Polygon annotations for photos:
----

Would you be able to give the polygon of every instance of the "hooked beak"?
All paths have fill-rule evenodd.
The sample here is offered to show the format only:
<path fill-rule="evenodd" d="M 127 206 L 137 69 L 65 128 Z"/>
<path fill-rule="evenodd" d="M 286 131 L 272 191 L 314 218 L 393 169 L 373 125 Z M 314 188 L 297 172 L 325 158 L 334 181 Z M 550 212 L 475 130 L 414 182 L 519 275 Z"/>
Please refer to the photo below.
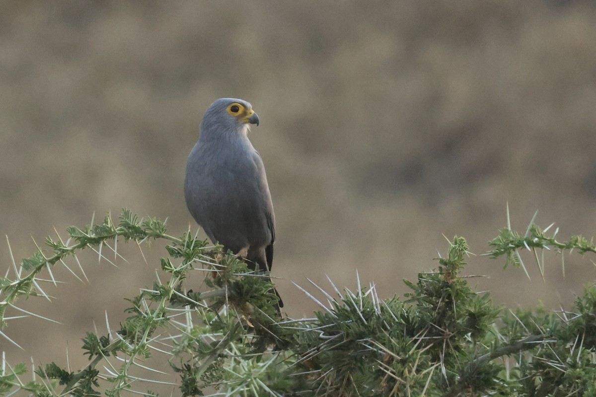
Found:
<path fill-rule="evenodd" d="M 259 125 L 259 116 L 252 110 L 250 111 L 252 113 L 247 118 L 247 121 L 250 124 L 256 124 L 257 126 Z"/>

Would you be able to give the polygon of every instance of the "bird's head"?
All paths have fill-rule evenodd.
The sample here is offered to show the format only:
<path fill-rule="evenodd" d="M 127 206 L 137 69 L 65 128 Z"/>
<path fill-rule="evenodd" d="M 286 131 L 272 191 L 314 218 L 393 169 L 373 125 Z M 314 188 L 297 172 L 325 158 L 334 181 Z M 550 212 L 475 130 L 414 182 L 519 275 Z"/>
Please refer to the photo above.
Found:
<path fill-rule="evenodd" d="M 207 109 L 201 121 L 201 133 L 213 132 L 247 131 L 248 125 L 259 125 L 259 116 L 246 101 L 233 98 L 218 99 Z"/>

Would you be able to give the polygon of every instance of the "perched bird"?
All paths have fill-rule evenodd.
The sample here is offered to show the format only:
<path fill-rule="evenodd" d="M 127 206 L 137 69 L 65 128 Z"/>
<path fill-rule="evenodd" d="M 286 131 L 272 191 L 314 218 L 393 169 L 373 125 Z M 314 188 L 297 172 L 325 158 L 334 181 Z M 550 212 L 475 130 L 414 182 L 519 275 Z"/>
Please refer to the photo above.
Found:
<path fill-rule="evenodd" d="M 223 98 L 211 104 L 188 156 L 184 197 L 214 243 L 244 258 L 252 270 L 258 264 L 271 271 L 273 203 L 263 161 L 249 140 L 250 124 L 258 126 L 259 116 L 246 101 Z M 278 304 L 283 307 L 281 298 Z"/>

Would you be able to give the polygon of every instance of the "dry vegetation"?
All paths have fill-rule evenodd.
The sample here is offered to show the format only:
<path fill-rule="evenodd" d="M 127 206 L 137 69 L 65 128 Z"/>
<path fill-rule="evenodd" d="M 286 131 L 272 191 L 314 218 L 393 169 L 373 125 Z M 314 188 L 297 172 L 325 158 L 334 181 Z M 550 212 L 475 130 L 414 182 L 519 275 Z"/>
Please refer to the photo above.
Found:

----

### Directions
Rewrite the rows from the very beginning through the line that contains "259 116 L 252", putting "curved beak" in place of "hooked beak" and leaving everything else unchanged. Omit the pictures from your answer.

### Result
Would you be able to give the polygon of every instance of the "curved beak"?
All paths have fill-rule evenodd.
The sample here is offered to show the format only:
<path fill-rule="evenodd" d="M 127 206 L 137 69 L 65 128 Z"/>
<path fill-rule="evenodd" d="M 286 131 L 272 191 L 314 218 L 393 169 L 373 125 Z M 314 188 L 297 172 L 325 158 L 334 181 Z M 550 212 L 475 130 L 414 182 L 519 275 Z"/>
Please refer to the photo below.
Found:
<path fill-rule="evenodd" d="M 259 125 L 259 116 L 252 110 L 250 111 L 252 113 L 247 118 L 247 121 L 250 124 L 256 124 L 257 126 Z"/>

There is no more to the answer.